Stored records
□ □ □ □ □ □ □

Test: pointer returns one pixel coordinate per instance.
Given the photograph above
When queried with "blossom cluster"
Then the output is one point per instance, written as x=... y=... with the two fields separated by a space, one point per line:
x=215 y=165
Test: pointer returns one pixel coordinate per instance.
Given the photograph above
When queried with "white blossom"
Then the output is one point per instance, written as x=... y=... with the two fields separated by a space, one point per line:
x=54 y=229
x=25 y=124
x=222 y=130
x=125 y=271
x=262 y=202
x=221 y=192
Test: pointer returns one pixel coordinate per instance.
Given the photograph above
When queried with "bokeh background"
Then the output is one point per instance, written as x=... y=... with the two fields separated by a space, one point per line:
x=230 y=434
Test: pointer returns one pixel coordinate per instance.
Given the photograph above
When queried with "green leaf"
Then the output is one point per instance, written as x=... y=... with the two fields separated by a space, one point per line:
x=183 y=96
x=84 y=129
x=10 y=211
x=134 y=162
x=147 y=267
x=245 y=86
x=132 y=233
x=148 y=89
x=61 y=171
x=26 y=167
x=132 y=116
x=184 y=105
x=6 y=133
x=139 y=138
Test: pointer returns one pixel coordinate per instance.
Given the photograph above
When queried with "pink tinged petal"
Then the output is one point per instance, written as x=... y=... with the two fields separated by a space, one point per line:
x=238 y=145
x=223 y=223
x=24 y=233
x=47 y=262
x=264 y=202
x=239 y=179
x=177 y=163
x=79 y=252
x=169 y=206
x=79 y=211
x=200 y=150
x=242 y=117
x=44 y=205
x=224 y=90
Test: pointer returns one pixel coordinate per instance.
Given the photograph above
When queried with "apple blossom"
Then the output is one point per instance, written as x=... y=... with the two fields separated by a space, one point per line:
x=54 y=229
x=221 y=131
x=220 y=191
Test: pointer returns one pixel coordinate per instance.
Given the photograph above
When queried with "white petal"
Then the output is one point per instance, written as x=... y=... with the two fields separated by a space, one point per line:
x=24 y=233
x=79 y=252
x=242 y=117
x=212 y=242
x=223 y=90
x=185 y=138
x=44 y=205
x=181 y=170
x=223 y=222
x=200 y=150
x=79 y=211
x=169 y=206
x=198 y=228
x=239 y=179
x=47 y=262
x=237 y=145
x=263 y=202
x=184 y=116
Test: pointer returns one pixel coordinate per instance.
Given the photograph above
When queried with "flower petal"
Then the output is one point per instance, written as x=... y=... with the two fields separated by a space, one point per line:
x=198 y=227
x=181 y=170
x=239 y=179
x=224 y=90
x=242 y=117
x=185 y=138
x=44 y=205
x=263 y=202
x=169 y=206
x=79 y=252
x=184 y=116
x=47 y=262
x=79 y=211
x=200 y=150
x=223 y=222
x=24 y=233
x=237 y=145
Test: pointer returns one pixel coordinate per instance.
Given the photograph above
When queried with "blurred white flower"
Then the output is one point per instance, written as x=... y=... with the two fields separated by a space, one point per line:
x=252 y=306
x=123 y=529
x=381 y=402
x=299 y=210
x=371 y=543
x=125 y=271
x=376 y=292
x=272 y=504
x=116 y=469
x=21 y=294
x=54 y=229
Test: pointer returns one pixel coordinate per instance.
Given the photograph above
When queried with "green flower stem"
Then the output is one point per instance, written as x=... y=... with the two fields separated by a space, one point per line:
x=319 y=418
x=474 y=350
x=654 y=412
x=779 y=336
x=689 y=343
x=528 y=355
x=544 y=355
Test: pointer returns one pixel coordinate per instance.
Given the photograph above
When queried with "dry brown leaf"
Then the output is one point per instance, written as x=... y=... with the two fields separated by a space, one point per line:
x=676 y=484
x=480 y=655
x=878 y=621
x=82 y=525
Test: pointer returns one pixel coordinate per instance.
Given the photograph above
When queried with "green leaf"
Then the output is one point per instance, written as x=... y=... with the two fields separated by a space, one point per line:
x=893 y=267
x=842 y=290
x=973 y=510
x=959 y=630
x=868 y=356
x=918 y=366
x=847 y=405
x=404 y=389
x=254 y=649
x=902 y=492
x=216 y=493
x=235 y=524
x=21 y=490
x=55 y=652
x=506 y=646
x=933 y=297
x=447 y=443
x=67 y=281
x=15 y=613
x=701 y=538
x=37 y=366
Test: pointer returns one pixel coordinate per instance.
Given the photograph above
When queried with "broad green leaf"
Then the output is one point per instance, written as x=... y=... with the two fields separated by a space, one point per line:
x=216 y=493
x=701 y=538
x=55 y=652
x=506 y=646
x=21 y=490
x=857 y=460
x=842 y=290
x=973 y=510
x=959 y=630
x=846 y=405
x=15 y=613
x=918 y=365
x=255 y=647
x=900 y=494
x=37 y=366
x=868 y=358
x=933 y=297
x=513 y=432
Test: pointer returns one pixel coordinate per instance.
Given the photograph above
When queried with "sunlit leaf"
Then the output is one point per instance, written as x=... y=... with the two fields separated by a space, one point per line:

□ □ □ □ □ □ □

* **TASK OBJECTIVE**
Repeat every line of the items from the start up to and including the line with "x=139 y=138", requests included, multiplying each coordinate in the answers by 0.3 and rounding to whole numbers, with halves rounded up. Give only these lines.

* **THE RESULT**
Test: pointer returns one pixel coordinate per instance.
Given the photograph above
When queried with "blossom cluster"
Then the output is one point per instance, written as x=... y=... with the two fields separated by a space, one point per line:
x=65 y=50
Test: pointer returns one pixel coordinate per instance.
Given the photograph above
When queried with "white blossom"
Then the output is one point per instance, written as x=... y=... with the two fields separated by a space, one point per line:
x=16 y=69
x=8 y=37
x=67 y=39
x=38 y=81
x=79 y=61
x=66 y=58
Test: pointer returns one pixel coordinate per instance.
Given the photograph above
When queried with "bokeh background"
Then the output is one point per instance, written as x=... y=... with the two fields separated by a space, one point per line:
x=69 y=130
Test: pointer returns one pixel coordinate per instance.
Given the photograph above
When queried with "green leaf"
Then the output is one point per instance, written as x=... y=... with the two fields separated by a space, one point per line:
x=55 y=29
x=25 y=39
x=3 y=63
x=40 y=49
x=44 y=80
x=74 y=26
x=40 y=70
x=44 y=27
x=18 y=51
x=8 y=50
x=40 y=35
x=55 y=32
x=2 y=40
x=42 y=41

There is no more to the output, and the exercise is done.